__Extracted records__:
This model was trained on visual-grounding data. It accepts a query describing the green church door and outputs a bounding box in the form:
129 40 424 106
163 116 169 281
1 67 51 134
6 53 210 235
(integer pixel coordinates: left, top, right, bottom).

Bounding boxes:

* * *

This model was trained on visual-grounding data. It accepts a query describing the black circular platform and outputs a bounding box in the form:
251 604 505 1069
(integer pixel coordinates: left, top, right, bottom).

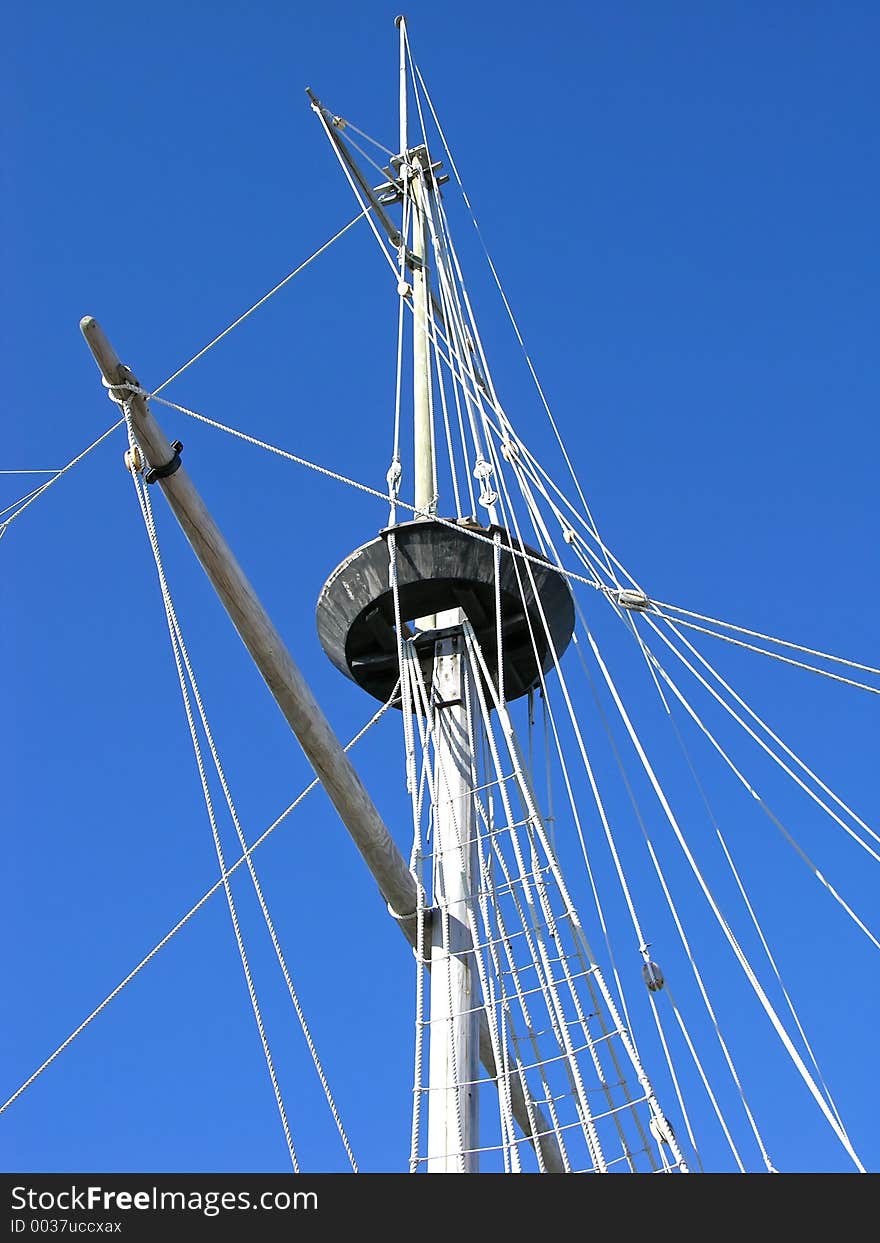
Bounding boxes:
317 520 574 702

__Task statement__:
Format as a numbered list, skipping blank lines, every listing line from the one with "describing the black" up to and including the one with "317 520 574 702". Leave out the pictures.

__Task result__:
1. This model was trained on visual-grounding data. It accepts a query describing the black circular platform and outputs a bounding box in the form:
2. 251 604 505 1069
3. (integer pixel coordinates: left, top, right, bottom).
4. Bounding boxes:
5. 317 520 574 702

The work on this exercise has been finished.